■ **WRITTEN REQUEST A**:
Please answer these questions using the campaign report:
(i) Where did the writer spend Tuesday?
(ii) What temperature does the campaign report give for the weather?
(iii) By what numbers is Prop 48 failing in the latest polls?

** Start of QUOTED TEXT **

Archive: The 2008 Campaign, Part II: The Campaign Eats Everything In Its Path

In 2008, I went to Denver to work for the Obama campaign. Below is the second of two reports that I sent to California, describing the experience.

Fellow Citizens —

Colorado revels in an unexpected grace. It is an article of faith hereabouts that the first snow falls on Halloween, but we’re on the 30th, and high summer caresses the land.  The trees have turned, the lowland palette is yellow aspen and fading orange oaks, but the temp is a balmy mid-70s and the breeze feels like 900-thread thrice-washed Egyptian cotton on your skin.

I spent Tuesday in Five Points.  The routine is established – go by the office, chat a bit, grab a canvass packet and hit the streets.  As we get closer to E-Day, you can feel the energy rising. The best stop of the day was the last.  When an older African-American man answered the door, I thought it was a lock.  Instead, and he read me the riot act. “Don’t you have anything better to do?  You don’t see me flying to California to knock on your door.”    Or this exchange:

William P:  “I might vote for Obama, but only because he’s black.”

Me:  “By the logic, I should vote for McCain, since I’m white.”

William P: “That’s not it. I want Obama to win so that six months from now, the black community will see how a black Democrat will screw them just as bad as the white ones do.”

Oh, we had a time, volleying back and forth on abortion, Israel and Bill Clinton as the sun went down.  These are the good moments, canvassing, when an unexpected or lively encounter brightens up what has already become routine.  And there are the times that you actually help, too, sorting out a ballot that would not have otherwise been cast.  Beyond that, there is a lot of walking along sidewalks covered in fallen leaves which, for an ex-Michigan boy, feels like home.


Chapter 1:   Focusing

Colorado Springs is known mainly for the Air Force Academy, but it was also a cradle of the Christian Identity Movement. The FBI once referred to them as “the nation’s most dangerous hate group” for their belief that that non-Caucasian peoples did not have souls.  Currently, it is home to 21-year-old Kristi Burton, who put Prop 48 on the Colorado state ballot, affirming that personhood begins at conception. Similar bills were proposed in four other states, but only in Colorado did it receive enough signatures to make the ballot. In the latest polls, it is failing 51 to 36, but you never can tell.  With this history in mind, it was starting to feel like an expedition to the Mystery Spot with Bibles and sharpshooters.

** End of QUOTED TEXT **

■ **WRITTEN REQUEST B**:
Find each line in the rows below that contains the string "curtain", and copy it. Case counts.

** Start of RECORDS FOR THIS EXERCISE **

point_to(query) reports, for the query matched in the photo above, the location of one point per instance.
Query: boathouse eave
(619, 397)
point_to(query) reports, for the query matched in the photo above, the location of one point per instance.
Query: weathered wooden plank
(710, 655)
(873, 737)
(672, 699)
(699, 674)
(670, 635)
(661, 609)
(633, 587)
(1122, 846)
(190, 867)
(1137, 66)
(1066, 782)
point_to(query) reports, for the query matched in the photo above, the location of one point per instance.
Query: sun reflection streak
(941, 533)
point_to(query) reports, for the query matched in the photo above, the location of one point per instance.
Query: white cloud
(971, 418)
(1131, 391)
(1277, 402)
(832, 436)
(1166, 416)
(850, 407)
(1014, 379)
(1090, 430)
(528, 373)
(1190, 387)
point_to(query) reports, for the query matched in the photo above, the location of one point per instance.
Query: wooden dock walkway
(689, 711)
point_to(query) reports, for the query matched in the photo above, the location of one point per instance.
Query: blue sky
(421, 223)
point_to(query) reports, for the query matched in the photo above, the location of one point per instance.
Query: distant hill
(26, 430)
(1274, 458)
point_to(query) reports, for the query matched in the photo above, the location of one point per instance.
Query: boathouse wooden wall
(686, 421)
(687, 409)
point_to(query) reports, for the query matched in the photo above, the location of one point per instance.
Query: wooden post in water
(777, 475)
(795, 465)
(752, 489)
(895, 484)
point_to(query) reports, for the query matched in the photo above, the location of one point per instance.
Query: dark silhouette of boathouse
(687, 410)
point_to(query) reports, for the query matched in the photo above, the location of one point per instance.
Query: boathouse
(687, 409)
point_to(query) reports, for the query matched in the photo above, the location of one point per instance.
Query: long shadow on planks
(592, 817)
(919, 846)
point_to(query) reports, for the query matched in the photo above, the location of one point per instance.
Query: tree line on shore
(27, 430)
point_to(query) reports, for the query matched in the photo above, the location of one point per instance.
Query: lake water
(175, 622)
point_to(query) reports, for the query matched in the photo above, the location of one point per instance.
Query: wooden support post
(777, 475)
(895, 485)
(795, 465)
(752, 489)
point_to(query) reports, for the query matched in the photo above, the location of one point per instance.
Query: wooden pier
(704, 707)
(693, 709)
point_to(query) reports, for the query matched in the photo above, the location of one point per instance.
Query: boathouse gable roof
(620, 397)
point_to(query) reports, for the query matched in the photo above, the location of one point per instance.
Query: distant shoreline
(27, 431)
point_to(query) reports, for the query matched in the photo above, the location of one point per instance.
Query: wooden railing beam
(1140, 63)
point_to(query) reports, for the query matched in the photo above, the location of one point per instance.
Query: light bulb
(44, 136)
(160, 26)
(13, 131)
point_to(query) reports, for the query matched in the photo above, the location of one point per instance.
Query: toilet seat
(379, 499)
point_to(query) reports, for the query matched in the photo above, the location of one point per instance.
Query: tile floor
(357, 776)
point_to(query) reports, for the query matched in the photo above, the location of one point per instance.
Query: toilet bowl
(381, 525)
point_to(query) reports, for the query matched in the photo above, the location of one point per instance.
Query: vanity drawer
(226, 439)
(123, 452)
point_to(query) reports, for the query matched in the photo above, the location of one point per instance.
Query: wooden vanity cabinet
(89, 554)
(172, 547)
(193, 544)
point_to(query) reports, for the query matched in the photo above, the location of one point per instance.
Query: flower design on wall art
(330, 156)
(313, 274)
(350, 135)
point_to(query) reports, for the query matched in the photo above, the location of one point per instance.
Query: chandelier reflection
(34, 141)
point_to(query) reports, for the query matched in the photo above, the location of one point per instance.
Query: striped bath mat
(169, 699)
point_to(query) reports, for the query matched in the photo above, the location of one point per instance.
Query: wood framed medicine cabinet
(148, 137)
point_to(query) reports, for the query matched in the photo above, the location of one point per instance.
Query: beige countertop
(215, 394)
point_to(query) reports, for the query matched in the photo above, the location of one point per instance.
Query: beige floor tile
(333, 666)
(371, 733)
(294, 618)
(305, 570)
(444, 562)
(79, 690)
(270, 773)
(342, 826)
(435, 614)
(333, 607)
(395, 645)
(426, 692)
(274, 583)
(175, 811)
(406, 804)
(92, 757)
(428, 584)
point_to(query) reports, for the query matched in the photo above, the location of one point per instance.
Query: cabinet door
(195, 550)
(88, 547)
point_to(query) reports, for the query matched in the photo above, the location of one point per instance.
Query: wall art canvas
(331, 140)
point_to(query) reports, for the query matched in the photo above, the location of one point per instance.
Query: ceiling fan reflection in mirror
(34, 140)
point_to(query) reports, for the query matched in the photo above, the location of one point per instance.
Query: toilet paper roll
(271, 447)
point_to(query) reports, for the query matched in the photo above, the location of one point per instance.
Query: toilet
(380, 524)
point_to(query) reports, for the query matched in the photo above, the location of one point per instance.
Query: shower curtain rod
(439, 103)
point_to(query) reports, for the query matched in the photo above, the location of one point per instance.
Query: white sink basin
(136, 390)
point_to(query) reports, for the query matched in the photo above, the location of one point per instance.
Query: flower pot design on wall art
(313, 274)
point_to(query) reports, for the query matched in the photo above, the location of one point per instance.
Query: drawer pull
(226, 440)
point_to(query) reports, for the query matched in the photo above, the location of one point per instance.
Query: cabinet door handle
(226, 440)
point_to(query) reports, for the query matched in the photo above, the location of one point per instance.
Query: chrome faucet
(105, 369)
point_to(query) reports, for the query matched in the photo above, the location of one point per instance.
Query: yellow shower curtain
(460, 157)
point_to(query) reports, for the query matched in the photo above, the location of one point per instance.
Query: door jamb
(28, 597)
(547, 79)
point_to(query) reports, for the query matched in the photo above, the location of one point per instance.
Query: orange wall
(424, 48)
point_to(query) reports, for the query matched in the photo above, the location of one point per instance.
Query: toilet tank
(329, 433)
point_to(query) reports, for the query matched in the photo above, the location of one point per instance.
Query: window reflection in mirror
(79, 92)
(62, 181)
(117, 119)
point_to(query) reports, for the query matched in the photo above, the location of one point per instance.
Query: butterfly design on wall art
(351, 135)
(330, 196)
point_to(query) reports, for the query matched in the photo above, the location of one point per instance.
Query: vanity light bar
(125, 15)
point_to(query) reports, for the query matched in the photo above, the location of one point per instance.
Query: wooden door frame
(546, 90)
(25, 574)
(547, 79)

** End of RECORDS FOR THIS EXERCISE **

■ **TASK OUTPUT A**:
(i) Five Points
(ii) Mid-70s
(iii) 51 to 36

■ **TASK OUTPUT B**:
Query: shower curtain rod
Query: yellow shower curtain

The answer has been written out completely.